SOURCE TEXT:

____________________

Here in Pennsylvania, everyone talks about the beautiful vistas and breathtaking waterfalls you will see if you go hiking. Many people have stories of observing wildlife up close or seeing sunrises and sunsets.
But there are some things that don’t get talked about much.
“Where do I go to the bathroom? Are there snakes I need to worry about? Will bears come looking to steal my dinner?”
You should be relaxing in the great outdoors, not worrying. Here are some tips to help you navigate some worst-case scenarios out in the woods.
What to Do When Nature Calls
Your hike may take a bit longer than you expected. Or maybe you are venturing out on a multi-day trek. Either way, sometimes when you are on the trail, you just have to go.
If you are not near a bathroom, this may cause a panic; but don’t worry, there is a method to doing this.
The preferred way to do your business in the woods is to dig a small hole -- called a cat hole. Cat holes should be at least 200 feet from water, trails, and camp sites.
Select an inconspicuous site where other people will be unlikely to walk or camp. With a small garden trowel, dig a hole 6-8 inches deep and 4-6 inches in width. The cat hole should be re-covered and disguised with natural materials when finished.
Just going number one is easier and self-explanatory. Urine has little effect on plants or soil. It’s possible though, that urine may draw wildlife which are attracted to the salts. They can defoliate plants and dig up soil. Urinating on rocks, pine needles, and gravel is less likely to attract wildlife.
If camping in the area for more than one night, or if camping with a large group, cat hole sites should be widely dispersed. Select a site that gets a lot of sunlight to speed decomposition.
You should use only plain, white toilet paper, and sparingly. It should either be completely buried in your cat hole or placed in plastic bags and packed out. Burning toilet paper in a cat hole is not recommended.
What to Do When Lightning Strikes
Being prepared for a hike often means bringing some protection from the rain. But even the best rain gear will do little against a thunderstorm and lightning.

____________________

SUPPLIED DATA:

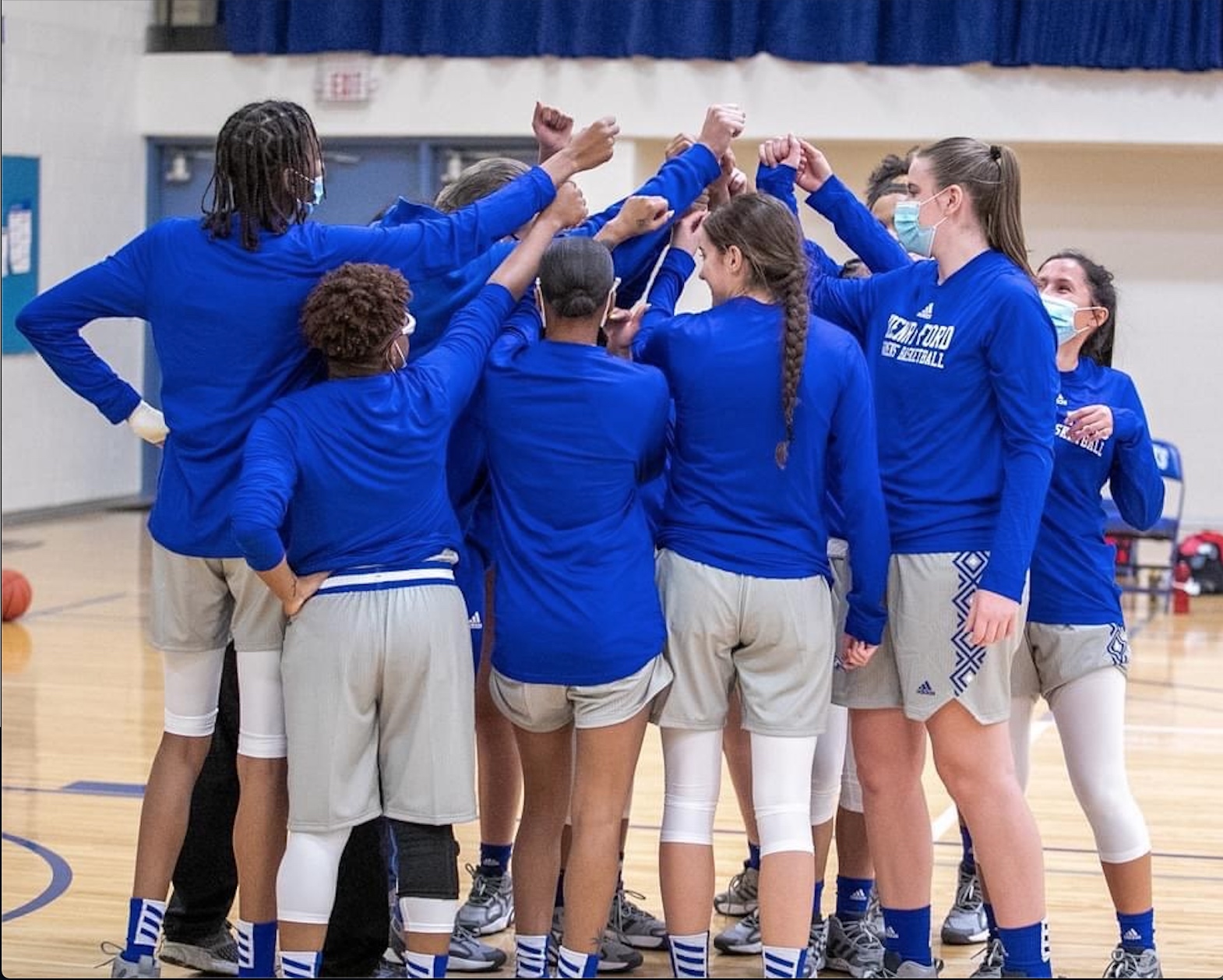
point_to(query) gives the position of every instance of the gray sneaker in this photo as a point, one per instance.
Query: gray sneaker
(1126, 963)
(614, 954)
(894, 967)
(965, 922)
(469, 954)
(742, 894)
(489, 907)
(817, 947)
(853, 947)
(216, 954)
(742, 939)
(633, 925)
(992, 961)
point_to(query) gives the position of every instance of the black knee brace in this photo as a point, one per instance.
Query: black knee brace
(427, 860)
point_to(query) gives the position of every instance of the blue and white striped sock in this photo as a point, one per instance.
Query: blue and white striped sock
(570, 963)
(305, 963)
(424, 964)
(531, 956)
(145, 917)
(784, 961)
(256, 948)
(690, 954)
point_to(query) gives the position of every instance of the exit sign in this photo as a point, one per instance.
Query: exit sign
(347, 81)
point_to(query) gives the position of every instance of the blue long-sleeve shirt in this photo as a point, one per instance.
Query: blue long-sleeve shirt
(729, 504)
(965, 382)
(225, 327)
(1073, 566)
(573, 435)
(680, 180)
(350, 474)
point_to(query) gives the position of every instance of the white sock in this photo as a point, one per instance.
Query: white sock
(690, 954)
(531, 957)
(784, 961)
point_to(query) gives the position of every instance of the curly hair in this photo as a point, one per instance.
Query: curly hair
(767, 234)
(888, 176)
(355, 311)
(267, 153)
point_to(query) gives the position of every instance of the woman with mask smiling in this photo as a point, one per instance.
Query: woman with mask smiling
(961, 356)
(1074, 650)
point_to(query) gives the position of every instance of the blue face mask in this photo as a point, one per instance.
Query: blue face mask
(913, 235)
(1063, 312)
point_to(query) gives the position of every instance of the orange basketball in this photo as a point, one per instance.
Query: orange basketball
(17, 594)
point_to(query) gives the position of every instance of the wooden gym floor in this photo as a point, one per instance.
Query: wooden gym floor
(82, 717)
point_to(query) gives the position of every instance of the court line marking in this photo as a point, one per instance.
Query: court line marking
(62, 877)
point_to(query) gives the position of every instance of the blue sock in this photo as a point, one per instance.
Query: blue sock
(1027, 950)
(969, 862)
(908, 934)
(816, 901)
(424, 964)
(302, 964)
(1137, 931)
(145, 918)
(495, 859)
(853, 897)
(991, 922)
(256, 948)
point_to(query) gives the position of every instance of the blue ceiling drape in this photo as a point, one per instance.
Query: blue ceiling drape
(1168, 34)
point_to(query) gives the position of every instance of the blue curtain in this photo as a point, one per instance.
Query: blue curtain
(1171, 34)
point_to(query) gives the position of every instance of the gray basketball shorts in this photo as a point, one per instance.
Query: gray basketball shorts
(546, 707)
(772, 636)
(926, 658)
(197, 604)
(1052, 655)
(379, 709)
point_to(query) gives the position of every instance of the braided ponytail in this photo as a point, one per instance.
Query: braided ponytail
(768, 235)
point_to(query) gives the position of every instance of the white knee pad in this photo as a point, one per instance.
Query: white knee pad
(428, 914)
(262, 727)
(827, 766)
(781, 793)
(192, 686)
(1090, 712)
(693, 766)
(307, 876)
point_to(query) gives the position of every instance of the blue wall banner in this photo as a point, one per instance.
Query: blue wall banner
(19, 267)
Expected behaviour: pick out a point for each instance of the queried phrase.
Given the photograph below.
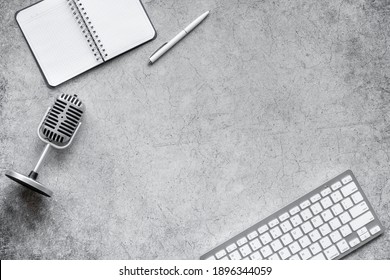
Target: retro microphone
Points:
(57, 129)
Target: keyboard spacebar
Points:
(362, 220)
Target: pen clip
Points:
(159, 49)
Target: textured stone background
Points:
(262, 103)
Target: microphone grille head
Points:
(62, 120)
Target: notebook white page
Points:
(56, 40)
(120, 24)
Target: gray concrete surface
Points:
(262, 103)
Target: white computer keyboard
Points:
(327, 223)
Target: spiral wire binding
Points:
(88, 29)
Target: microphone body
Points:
(57, 129)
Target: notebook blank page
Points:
(120, 24)
(56, 40)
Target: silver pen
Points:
(168, 45)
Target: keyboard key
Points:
(320, 256)
(296, 220)
(327, 215)
(274, 257)
(252, 235)
(306, 214)
(337, 209)
(294, 210)
(316, 221)
(314, 235)
(286, 226)
(245, 250)
(307, 227)
(325, 242)
(304, 205)
(284, 216)
(325, 229)
(255, 256)
(358, 209)
(354, 242)
(362, 231)
(335, 223)
(255, 244)
(284, 253)
(305, 254)
(231, 247)
(343, 246)
(345, 218)
(304, 241)
(346, 180)
(335, 236)
(220, 254)
(345, 230)
(315, 248)
(296, 233)
(348, 189)
(235, 255)
(276, 245)
(361, 220)
(273, 223)
(315, 198)
(375, 230)
(294, 247)
(332, 252)
(265, 238)
(336, 186)
(242, 241)
(347, 203)
(266, 251)
(325, 192)
(286, 239)
(263, 229)
(276, 232)
(326, 202)
(336, 196)
(364, 236)
(295, 257)
(316, 208)
(357, 197)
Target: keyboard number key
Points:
(336, 186)
(220, 254)
(345, 230)
(245, 250)
(286, 226)
(357, 197)
(242, 241)
(266, 251)
(343, 246)
(262, 229)
(265, 238)
(252, 235)
(375, 230)
(255, 244)
(276, 232)
(348, 189)
(235, 255)
(231, 248)
(346, 179)
(332, 252)
(284, 253)
(347, 203)
(273, 223)
(304, 241)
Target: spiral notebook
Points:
(69, 37)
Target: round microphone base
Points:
(28, 183)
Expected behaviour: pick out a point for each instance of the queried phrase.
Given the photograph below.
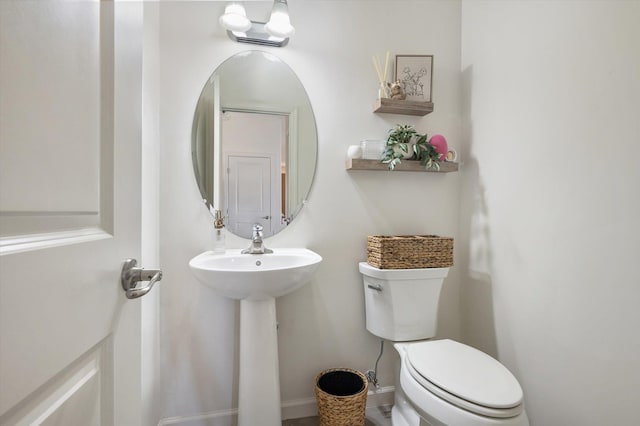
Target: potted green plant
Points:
(397, 147)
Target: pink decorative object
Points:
(440, 144)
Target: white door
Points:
(256, 140)
(248, 193)
(70, 102)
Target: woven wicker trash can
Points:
(341, 394)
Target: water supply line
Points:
(372, 375)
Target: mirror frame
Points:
(210, 187)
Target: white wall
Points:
(322, 324)
(551, 202)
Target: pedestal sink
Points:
(256, 280)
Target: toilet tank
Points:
(402, 304)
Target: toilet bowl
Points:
(439, 382)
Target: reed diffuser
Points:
(382, 76)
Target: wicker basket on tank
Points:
(342, 405)
(409, 251)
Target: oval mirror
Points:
(254, 143)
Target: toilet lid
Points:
(465, 373)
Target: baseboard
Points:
(292, 409)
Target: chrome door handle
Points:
(131, 275)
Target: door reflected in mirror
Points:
(254, 143)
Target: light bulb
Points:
(235, 17)
(279, 24)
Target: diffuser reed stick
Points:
(382, 76)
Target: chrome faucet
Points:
(257, 246)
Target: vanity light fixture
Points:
(275, 33)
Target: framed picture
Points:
(415, 73)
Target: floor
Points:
(376, 416)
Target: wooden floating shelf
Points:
(391, 106)
(405, 166)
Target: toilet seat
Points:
(465, 377)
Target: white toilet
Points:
(441, 382)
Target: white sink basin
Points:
(255, 276)
(257, 279)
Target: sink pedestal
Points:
(256, 280)
(259, 384)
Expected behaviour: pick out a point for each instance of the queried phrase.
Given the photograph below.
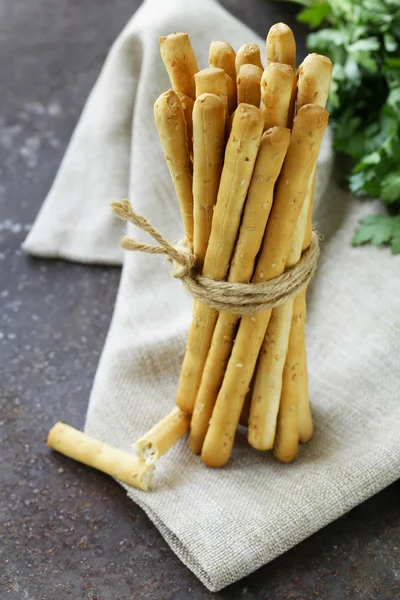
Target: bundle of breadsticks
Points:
(241, 143)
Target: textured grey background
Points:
(69, 532)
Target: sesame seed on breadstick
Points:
(180, 62)
(119, 464)
(171, 126)
(289, 196)
(240, 156)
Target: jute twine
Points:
(235, 298)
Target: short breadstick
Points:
(273, 147)
(248, 54)
(240, 156)
(171, 127)
(187, 105)
(222, 56)
(162, 436)
(180, 62)
(125, 467)
(276, 92)
(281, 48)
(208, 144)
(212, 81)
(289, 196)
(248, 85)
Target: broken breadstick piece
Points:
(171, 126)
(276, 92)
(187, 106)
(222, 56)
(162, 436)
(248, 54)
(180, 62)
(212, 81)
(125, 467)
(248, 84)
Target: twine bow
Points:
(236, 298)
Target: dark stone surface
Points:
(69, 532)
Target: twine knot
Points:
(236, 298)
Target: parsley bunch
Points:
(362, 38)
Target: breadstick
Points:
(248, 54)
(222, 56)
(276, 92)
(171, 127)
(268, 394)
(187, 105)
(289, 196)
(208, 141)
(281, 45)
(314, 77)
(314, 80)
(231, 90)
(248, 84)
(119, 464)
(180, 62)
(212, 81)
(281, 48)
(162, 436)
(240, 156)
(273, 147)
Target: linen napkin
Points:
(223, 524)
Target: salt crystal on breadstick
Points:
(248, 54)
(160, 438)
(171, 126)
(212, 81)
(119, 464)
(208, 143)
(273, 147)
(187, 106)
(276, 92)
(240, 156)
(289, 196)
(281, 48)
(180, 62)
(248, 84)
(222, 56)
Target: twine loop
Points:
(236, 298)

____________________

JOBS:
a) From the hiking tips text, extract the passage starting at "But there are" and ending at "to doing this.".
b) Summarize the hiking tips text in two sentences.

COMPLETE ANSWERS:
a)
But there are some things that don’t get talked about much.
“Where do I go to the bathroom? Are there snakes I need to worry about? Will bears come looking to steal my dinner?”
You should be relaxing in the great outdoors, not worrying. Here are some tips to help you navigate some worst-case scenarios out in the woods.
What to Do When Nature Calls
Your hike may take a bit longer than you expected. Or maybe you are venturing out on a multi-day trek. Either way, sometimes when you are on the trail, you just have to go.
If you are not near a bathroom, this may cause a panic; but don’t worry, there is a method to doing this.

b) The text gives tips for worst-case situations on a hike, and its main advice for relieving yourself away from a bathroom is to dig a cat hole 6-8 inches deep and 4-6 inches wide, at least 200 feet from water, trails, and camp sites, then re-cover and disguise it. It adds that urinating on rocks, pine needles, or gravel is less likely to attract wildlife, and that only plain white toilet paper should be used, sparingly, and either buried in the cat hole or packed out.